__What you should do__: Copy the lines below word for word, keeping every character and punctuation mark unchanged.

__Data for processing__:
* Start *
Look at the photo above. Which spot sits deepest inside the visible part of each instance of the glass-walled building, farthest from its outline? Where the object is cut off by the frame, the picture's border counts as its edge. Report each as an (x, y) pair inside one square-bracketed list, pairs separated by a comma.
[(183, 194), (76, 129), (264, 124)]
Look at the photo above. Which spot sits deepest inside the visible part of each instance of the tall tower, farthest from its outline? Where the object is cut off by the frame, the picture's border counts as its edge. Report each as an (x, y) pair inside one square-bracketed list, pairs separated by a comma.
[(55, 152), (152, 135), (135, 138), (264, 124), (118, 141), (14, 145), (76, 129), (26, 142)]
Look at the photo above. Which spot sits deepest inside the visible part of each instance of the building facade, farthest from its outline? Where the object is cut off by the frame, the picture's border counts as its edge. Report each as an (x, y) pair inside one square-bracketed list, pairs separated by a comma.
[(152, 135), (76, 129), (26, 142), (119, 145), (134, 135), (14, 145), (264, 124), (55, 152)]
* End *
__Response__:
Look at the photo above. Which spot sits deepest inside the visible part of each instance of the glass-walled building, farthest from its outline? Where the object is cut off by the frame, the picture's border counts as its edge. Report each as an (x, y) pair inside one square-bracketed list, pairs separated by a comma.
[(183, 194), (76, 129), (264, 124)]
Look at the photo above. Which spot sits deepest inside the visible part of each instance of the tall tower, farthest from its outline? Where the object is cut off by the frame, the picture's border counts as its edge. Report each as an (x, y) pair inside one square-bracketed list, pairs separated by a comma.
[(55, 152), (152, 135), (135, 138), (264, 124), (118, 141), (14, 145), (76, 129), (26, 142)]
Look at the photo above. Which spot sits deepest inside the visible part of each instance of the building facade, farthest from its outline? Where the object is cut off by the frame, the picture's border counts as its edge. Report each as an (x, y) pair inside one square-bracketed list, pairs separated by a comma.
[(152, 135), (76, 129), (26, 142), (119, 145), (134, 135), (14, 145), (264, 124), (55, 152)]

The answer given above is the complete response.